**Exercise brief**
Without changing anything, reproduce every record below.

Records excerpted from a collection
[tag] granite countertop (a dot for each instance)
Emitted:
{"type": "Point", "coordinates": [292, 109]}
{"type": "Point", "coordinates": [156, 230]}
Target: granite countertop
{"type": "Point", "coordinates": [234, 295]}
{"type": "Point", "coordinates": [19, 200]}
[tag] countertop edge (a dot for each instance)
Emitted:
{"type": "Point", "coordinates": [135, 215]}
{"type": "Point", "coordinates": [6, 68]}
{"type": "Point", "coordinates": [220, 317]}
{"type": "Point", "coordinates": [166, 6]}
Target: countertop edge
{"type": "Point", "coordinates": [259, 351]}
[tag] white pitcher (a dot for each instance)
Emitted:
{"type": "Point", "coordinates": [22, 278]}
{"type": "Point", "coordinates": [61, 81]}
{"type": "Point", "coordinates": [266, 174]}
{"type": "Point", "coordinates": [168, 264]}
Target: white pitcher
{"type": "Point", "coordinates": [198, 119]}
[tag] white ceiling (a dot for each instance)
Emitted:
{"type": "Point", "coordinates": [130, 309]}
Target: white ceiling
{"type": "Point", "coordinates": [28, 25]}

**Expected answer**
[tag] granite countertop (a dot for each instance)
Emitted:
{"type": "Point", "coordinates": [292, 109]}
{"type": "Point", "coordinates": [156, 230]}
Target: granite countertop
{"type": "Point", "coordinates": [234, 295]}
{"type": "Point", "coordinates": [19, 200]}
[tag] countertop edge (a dot for each instance)
Emitted:
{"type": "Point", "coordinates": [135, 215]}
{"type": "Point", "coordinates": [6, 68]}
{"type": "Point", "coordinates": [220, 317]}
{"type": "Point", "coordinates": [166, 6]}
Target: countertop edge
{"type": "Point", "coordinates": [259, 351]}
[tag] white pitcher (a dot for each instance)
Emitted:
{"type": "Point", "coordinates": [22, 278]}
{"type": "Point", "coordinates": [61, 81]}
{"type": "Point", "coordinates": [266, 174]}
{"type": "Point", "coordinates": [168, 264]}
Target: white pitcher
{"type": "Point", "coordinates": [198, 119]}
[tag] white ceiling (a dot for each instance)
Emitted:
{"type": "Point", "coordinates": [130, 309]}
Target: white ceiling
{"type": "Point", "coordinates": [28, 25]}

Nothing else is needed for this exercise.